**Required action 1**
In the excerpt about Ward, on what date did P. J. O’Regan meet him in town?
**Required action 2**
Which political parties are named in the excerpt about Ward? List every one.
**Required action 3**
Write the next part of the excerpt about Ward, picking up after its final sentence.

Ward’s health continued to give trouble. His heart was playing up, and he was also diagnosed as being diabetic. Vincent returned home and lived with his parents in Heretaunga until he married. Ward appointed him to be his political secretary, these days not an onerous job except that there was always correspondence to attend to. Ward recovered well but had lost some of his former vigour and optimism. P. J. O’Regan met him in town on 29 March 1922 and had several minutes’ conversation with him. He noted in his diary: ‘Glad his health has improved, but he has aged a good deal. Decidedly pessimistic about ousting the present Government, but do not altogether agree with him. Told him the Empire was crumbling before his eyes, and to my surprise he agreed.’87

In fact, O’Regan seems to have made a shrewder assessment of the political scene at the beginning of 1922 than Ward. The Reform Government began to look more vulnerable as post-war economic prospects became uncertain, especially for farmers. Soon after the end of the war the British commandeer of New Zealand’s agricultural produce ceased. Prices received by farmers slid early in 1920 and the amount of money in circulation contracted by more than 30 per cent over a twelve-month period. Land prices fell away. Many newly settled farmers and returned soldiers found their mortgage commitments exceeding the income now received from their produce. Stock and station agents were soon in trouble. The steadily rising prosperity of the period 1895–1920 suddenly went into reverse. It was only the fact that Labour and the Liberals so neatly divided the forces of opposition that kept Reform’s optimism high. But what might the two parties together be able to do? The Liberals found themselves tugged between those who wanted to revive the possibility of a deal with Reform, and those who preferred to remain independent, possibly in a loose electoral pact with Labour. Talk began again about proportional representation.

**Source information**
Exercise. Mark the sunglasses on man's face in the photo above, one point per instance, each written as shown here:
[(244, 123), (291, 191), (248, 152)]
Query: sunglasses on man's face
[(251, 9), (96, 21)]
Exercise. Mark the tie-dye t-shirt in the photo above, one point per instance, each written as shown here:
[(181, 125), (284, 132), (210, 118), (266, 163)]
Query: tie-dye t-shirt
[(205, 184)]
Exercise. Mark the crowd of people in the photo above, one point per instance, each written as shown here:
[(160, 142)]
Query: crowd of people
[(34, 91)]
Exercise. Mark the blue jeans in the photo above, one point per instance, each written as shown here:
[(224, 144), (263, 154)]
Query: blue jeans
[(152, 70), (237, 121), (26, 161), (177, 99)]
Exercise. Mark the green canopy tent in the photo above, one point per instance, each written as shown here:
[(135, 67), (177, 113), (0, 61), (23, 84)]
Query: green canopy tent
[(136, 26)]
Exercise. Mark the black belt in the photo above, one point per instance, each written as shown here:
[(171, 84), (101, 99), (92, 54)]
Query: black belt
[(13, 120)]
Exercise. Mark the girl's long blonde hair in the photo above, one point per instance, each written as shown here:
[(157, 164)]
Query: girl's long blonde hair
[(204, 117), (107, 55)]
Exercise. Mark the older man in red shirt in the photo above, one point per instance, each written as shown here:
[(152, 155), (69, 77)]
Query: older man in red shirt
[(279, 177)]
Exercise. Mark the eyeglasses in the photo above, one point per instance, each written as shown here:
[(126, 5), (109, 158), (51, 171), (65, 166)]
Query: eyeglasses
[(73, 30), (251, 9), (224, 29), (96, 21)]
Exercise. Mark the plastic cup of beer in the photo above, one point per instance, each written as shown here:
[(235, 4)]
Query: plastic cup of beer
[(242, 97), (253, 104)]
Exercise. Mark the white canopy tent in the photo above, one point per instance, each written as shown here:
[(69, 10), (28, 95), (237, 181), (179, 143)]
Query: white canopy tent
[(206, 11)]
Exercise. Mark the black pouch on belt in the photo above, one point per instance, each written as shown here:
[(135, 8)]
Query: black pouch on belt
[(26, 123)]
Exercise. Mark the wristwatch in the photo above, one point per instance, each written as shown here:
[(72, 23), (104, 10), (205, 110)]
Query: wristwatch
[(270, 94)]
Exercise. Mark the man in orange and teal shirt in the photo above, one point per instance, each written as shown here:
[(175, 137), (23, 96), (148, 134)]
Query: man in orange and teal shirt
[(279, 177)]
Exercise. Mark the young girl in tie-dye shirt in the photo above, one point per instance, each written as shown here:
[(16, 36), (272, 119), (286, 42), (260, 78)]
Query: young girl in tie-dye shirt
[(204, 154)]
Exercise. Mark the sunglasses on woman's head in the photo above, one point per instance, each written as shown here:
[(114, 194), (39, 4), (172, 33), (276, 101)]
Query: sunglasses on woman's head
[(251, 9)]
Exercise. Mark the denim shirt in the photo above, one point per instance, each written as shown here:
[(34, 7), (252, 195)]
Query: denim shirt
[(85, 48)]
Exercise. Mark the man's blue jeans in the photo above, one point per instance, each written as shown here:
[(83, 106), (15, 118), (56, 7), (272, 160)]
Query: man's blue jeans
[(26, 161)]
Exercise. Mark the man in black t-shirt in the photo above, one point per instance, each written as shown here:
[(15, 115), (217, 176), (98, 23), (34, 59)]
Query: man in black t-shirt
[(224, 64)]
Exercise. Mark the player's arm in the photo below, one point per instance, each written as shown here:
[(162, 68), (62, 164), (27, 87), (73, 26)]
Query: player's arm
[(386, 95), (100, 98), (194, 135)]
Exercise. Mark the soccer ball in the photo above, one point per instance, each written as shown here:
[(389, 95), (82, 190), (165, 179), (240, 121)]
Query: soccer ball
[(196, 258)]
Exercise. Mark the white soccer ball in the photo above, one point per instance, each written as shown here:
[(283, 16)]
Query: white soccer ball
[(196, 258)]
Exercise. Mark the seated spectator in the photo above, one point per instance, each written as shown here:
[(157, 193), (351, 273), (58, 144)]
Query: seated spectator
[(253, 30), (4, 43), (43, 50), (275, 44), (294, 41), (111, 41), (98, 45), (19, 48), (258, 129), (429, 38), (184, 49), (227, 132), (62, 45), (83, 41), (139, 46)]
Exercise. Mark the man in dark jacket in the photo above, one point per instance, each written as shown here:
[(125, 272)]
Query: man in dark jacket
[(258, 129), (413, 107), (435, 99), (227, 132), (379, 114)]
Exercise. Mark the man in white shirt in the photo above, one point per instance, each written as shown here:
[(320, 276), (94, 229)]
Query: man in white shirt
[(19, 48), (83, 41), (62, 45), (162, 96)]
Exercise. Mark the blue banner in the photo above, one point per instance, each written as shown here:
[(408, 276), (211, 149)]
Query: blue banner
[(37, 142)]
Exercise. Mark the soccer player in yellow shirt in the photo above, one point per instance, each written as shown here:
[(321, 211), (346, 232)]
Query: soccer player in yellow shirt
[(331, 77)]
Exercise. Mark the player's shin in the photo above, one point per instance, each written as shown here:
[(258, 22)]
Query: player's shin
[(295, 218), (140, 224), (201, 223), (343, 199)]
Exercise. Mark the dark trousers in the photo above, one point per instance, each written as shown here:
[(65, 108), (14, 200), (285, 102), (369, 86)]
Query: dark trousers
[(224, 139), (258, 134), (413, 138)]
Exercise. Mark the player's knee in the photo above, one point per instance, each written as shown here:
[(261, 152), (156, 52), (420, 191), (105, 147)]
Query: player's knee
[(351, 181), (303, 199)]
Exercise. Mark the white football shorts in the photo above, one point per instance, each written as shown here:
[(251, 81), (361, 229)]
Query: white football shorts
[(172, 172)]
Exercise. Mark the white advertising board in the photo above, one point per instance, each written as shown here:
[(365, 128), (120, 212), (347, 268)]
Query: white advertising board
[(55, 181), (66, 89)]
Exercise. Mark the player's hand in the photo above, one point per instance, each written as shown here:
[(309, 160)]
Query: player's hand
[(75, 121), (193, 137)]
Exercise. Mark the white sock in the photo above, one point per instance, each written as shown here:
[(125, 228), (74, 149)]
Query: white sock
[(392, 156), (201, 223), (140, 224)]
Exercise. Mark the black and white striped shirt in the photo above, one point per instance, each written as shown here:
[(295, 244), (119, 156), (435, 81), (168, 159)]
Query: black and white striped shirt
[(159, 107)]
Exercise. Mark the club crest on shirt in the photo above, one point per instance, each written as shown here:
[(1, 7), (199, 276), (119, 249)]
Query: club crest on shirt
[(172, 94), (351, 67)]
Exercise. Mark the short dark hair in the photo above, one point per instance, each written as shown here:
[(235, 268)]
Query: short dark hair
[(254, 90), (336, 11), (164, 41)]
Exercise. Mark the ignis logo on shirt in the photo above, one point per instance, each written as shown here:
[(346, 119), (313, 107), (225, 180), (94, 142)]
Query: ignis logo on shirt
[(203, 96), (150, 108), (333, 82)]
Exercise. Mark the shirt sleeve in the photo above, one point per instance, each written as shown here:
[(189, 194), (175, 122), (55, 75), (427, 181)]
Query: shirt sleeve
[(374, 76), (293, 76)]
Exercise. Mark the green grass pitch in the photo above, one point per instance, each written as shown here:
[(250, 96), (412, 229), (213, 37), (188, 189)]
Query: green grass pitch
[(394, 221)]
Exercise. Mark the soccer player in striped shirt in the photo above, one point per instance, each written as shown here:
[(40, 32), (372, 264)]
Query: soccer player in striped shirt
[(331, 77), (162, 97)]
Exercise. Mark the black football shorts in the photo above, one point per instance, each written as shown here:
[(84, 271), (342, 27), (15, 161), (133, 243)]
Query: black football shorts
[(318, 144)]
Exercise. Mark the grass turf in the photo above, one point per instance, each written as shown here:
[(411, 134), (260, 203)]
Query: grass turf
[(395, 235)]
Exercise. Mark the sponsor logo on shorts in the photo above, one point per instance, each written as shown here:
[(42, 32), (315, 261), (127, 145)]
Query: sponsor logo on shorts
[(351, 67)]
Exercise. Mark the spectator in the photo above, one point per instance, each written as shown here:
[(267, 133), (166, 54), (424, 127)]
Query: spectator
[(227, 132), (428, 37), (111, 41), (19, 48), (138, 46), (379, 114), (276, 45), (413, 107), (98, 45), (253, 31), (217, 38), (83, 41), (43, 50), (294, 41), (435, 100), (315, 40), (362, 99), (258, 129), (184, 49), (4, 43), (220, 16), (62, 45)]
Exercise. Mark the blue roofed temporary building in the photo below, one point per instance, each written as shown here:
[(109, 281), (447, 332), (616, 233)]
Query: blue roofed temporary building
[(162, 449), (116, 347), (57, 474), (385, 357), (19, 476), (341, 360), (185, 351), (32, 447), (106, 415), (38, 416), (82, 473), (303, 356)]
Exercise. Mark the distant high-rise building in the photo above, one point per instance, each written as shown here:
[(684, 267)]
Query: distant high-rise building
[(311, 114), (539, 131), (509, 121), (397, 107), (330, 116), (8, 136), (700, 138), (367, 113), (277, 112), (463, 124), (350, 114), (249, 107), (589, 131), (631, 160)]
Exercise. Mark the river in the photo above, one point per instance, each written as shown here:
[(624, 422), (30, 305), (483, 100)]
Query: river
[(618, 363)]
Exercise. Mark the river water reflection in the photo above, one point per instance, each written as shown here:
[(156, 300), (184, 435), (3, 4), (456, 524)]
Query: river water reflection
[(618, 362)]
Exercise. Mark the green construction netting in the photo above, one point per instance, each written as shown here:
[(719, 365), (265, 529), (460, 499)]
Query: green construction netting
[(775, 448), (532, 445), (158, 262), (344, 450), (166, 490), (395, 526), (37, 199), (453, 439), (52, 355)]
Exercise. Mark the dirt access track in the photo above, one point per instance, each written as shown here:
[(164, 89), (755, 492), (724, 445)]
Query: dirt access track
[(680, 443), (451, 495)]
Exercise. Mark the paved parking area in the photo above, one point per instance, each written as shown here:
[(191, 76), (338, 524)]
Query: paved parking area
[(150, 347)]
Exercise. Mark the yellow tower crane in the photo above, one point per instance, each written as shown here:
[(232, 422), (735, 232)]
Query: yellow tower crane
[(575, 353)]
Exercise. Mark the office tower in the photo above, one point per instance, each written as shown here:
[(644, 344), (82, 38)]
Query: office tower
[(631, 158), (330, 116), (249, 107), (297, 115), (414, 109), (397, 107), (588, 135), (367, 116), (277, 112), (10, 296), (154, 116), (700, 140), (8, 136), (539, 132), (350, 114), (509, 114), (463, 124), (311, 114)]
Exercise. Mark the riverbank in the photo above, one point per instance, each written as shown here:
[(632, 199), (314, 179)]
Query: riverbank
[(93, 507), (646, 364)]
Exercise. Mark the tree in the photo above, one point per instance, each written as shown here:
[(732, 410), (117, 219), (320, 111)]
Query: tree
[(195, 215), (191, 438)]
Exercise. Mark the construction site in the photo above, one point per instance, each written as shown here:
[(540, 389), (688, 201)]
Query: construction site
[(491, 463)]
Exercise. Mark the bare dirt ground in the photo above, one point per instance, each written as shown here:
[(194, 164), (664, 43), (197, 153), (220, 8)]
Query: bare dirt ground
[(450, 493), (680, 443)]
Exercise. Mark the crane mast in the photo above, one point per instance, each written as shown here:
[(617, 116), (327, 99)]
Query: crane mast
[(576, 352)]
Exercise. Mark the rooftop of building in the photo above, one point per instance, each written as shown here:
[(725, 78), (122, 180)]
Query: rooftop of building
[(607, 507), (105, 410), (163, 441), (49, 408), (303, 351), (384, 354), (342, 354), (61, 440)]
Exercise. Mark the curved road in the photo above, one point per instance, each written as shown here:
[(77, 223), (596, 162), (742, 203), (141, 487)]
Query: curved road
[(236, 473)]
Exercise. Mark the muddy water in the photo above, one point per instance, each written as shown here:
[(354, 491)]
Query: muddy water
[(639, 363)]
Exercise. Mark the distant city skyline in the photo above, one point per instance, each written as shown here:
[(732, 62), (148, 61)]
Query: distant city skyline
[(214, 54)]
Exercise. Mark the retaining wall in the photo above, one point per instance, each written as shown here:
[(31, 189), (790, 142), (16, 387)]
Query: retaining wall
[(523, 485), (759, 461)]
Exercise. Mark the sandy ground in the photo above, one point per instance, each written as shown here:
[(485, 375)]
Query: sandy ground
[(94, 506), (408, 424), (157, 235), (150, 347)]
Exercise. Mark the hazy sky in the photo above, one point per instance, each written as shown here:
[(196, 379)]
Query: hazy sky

**Exercise output 1**
29 March 1922

**Exercise output 2**
Reform, Labour, the Liberals

**Exercise output 3**
Ward was off the stage. His absence from Parliament, his trips and illness removed him from the scene of action. There is no indication that he tried to interfere, or even that his advice was sought. Occasionally there was speculation about his political intentions. Early in 1922 there were rumours that he might stand for Christchurch North should L. M. Isitt choose to retire. Others talked of his contesting a Wairarapa seat. The Dominion thought he might contest Wellington North. The PPA made it clear that wherever he stood they would fight him ‘for the good of the country’.88 Ward made no direct comment on any of the speculation, although the press tended to downplay talk of his re-entering politics before he was physically well and strong again.89 Interestingly, there was no talk of him going back to Awarua. Clearly he had done with his former constituents. The seat of Invercargill was a different matter, however. Ward had always had a major presence in that town, and it is clear that some locals nursed hopes that he might agree to represent them. When several Liberals who were disenchanted with the sitting member, J. A. Hanan, approached Ward to see if he might contest Invercargill in the Liberal cause, Ward finally broke his silence. He thanked them profusely, but politely refused. ‘After full consideration, I very much regret I cannot see my way at the present time, and under present circumstances, to accept the invitation to contest Invercargill.’90 The election of 1922 was the first in thirty-five years for which he was not a candidate. Ward was now nearer to seventy than sixty, and the public could be forgiven for thinking that at last his political career was over.